Gather each line below that contains the word "blossom", copying the lines out in full. Case counts.

-- START OF PROVIDED ENTRIES --

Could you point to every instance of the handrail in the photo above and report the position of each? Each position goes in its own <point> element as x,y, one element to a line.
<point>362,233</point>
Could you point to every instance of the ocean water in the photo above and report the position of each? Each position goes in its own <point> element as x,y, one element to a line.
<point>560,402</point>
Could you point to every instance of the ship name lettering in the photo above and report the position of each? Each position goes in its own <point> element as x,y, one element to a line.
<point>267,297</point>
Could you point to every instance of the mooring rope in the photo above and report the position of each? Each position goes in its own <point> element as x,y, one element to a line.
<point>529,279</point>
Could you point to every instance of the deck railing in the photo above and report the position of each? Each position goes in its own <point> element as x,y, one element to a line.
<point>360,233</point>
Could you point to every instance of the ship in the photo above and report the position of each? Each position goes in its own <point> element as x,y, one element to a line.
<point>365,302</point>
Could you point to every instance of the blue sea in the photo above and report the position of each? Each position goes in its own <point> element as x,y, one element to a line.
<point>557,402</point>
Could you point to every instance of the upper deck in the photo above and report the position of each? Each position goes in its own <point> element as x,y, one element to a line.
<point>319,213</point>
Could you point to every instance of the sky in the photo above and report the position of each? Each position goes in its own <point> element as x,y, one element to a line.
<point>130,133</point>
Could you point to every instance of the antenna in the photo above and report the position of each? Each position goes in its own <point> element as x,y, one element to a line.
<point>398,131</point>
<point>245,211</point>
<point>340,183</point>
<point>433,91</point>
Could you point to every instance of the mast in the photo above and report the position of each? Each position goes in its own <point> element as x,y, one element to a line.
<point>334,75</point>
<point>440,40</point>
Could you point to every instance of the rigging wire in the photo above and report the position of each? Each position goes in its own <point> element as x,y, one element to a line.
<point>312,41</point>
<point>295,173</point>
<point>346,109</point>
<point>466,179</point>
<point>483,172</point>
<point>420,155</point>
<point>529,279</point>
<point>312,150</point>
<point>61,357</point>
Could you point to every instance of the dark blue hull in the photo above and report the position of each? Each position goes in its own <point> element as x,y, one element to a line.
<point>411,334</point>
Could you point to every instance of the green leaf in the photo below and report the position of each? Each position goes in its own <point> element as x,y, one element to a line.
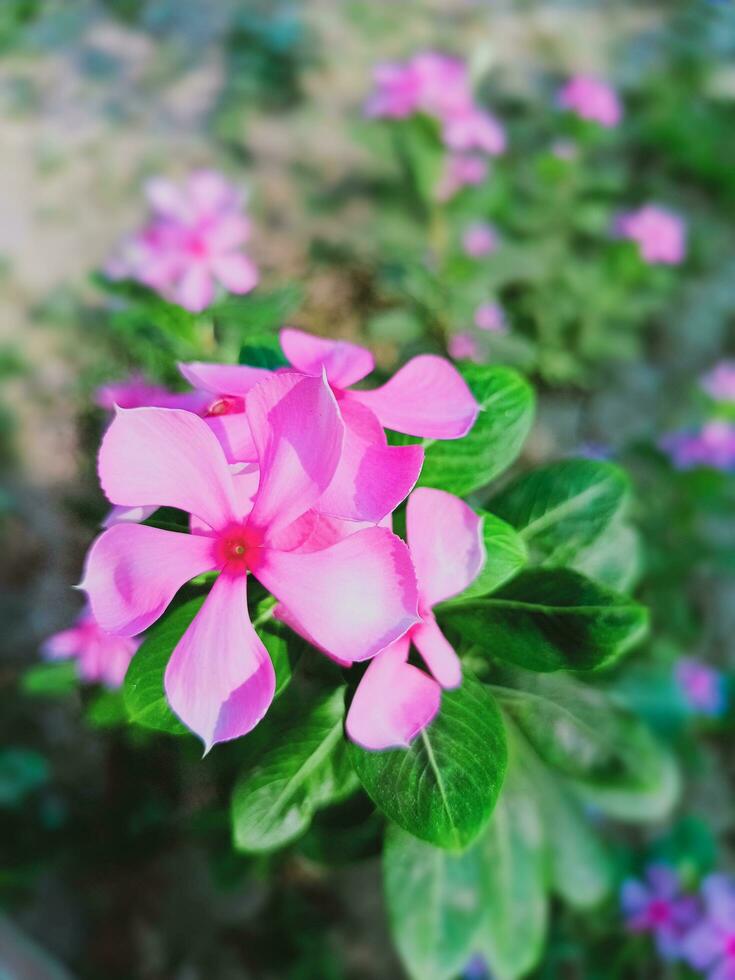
<point>549,619</point>
<point>512,858</point>
<point>506,555</point>
<point>442,788</point>
<point>434,904</point>
<point>145,701</point>
<point>506,411</point>
<point>303,768</point>
<point>562,508</point>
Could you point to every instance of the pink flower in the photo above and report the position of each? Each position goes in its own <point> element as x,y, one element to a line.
<point>193,240</point>
<point>100,656</point>
<point>354,597</point>
<point>490,316</point>
<point>657,906</point>
<point>479,239</point>
<point>703,687</point>
<point>591,98</point>
<point>719,383</point>
<point>710,945</point>
<point>394,700</point>
<point>463,347</point>
<point>660,234</point>
<point>426,398</point>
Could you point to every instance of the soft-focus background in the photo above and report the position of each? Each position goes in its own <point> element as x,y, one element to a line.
<point>111,863</point>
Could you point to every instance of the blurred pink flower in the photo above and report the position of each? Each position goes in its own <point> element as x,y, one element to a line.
<point>719,383</point>
<point>490,317</point>
<point>193,240</point>
<point>394,701</point>
<point>101,657</point>
<point>592,99</point>
<point>660,234</point>
<point>479,239</point>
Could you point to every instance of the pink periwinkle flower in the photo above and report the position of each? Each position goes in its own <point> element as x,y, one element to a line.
<point>193,240</point>
<point>490,317</point>
<point>352,593</point>
<point>719,383</point>
<point>479,239</point>
<point>657,906</point>
<point>703,687</point>
<point>659,233</point>
<point>101,657</point>
<point>394,701</point>
<point>710,945</point>
<point>592,99</point>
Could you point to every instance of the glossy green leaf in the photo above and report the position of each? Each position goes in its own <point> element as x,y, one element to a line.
<point>506,554</point>
<point>442,788</point>
<point>562,508</point>
<point>434,904</point>
<point>303,768</point>
<point>549,619</point>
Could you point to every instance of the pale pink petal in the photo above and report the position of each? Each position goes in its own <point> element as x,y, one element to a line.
<point>236,272</point>
<point>220,680</point>
<point>372,478</point>
<point>394,701</point>
<point>133,571</point>
<point>445,537</point>
<point>223,379</point>
<point>354,598</point>
<point>345,363</point>
<point>169,458</point>
<point>298,433</point>
<point>438,653</point>
<point>195,289</point>
<point>428,397</point>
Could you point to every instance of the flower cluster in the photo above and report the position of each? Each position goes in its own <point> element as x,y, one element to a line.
<point>696,929</point>
<point>192,240</point>
<point>287,476</point>
<point>438,86</point>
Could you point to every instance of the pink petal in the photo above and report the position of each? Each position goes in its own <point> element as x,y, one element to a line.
<point>428,397</point>
<point>372,478</point>
<point>354,598</point>
<point>220,680</point>
<point>438,653</point>
<point>236,272</point>
<point>345,363</point>
<point>393,702</point>
<point>195,289</point>
<point>133,571</point>
<point>166,457</point>
<point>298,433</point>
<point>445,537</point>
<point>223,379</point>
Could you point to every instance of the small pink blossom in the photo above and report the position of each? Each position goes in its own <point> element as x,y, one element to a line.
<point>719,383</point>
<point>490,317</point>
<point>394,700</point>
<point>479,239</point>
<point>592,99</point>
<point>193,240</point>
<point>660,234</point>
<point>101,657</point>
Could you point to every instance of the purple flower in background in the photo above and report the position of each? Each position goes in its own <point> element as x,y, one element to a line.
<point>703,687</point>
<point>713,445</point>
<point>100,656</point>
<point>490,317</point>
<point>657,906</point>
<point>479,239</point>
<point>719,383</point>
<point>592,99</point>
<point>710,945</point>
<point>660,234</point>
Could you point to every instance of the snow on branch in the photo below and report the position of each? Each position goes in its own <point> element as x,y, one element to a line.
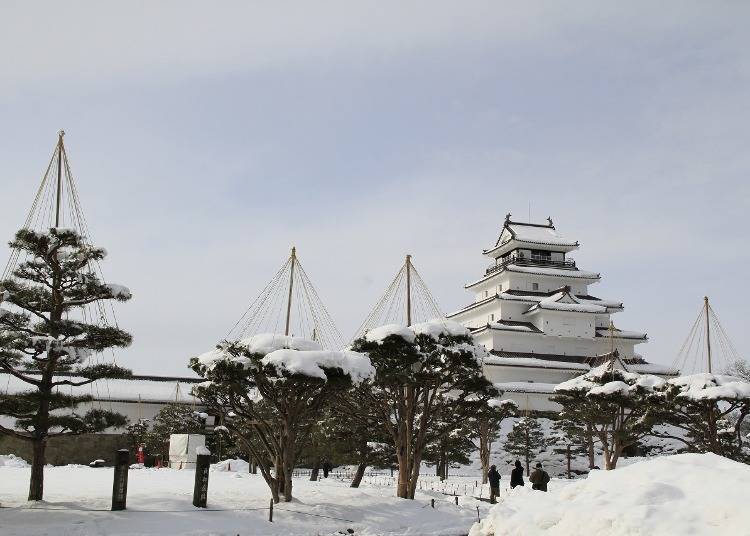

-- END OF PROVIDED ENTRIES --

ANSWER TO THIS EXERCISE »
Could you point to every instance of the small pink blossom in the photo above and report the position of each? Each position goes in its own <point> element as x,y, one element to a line.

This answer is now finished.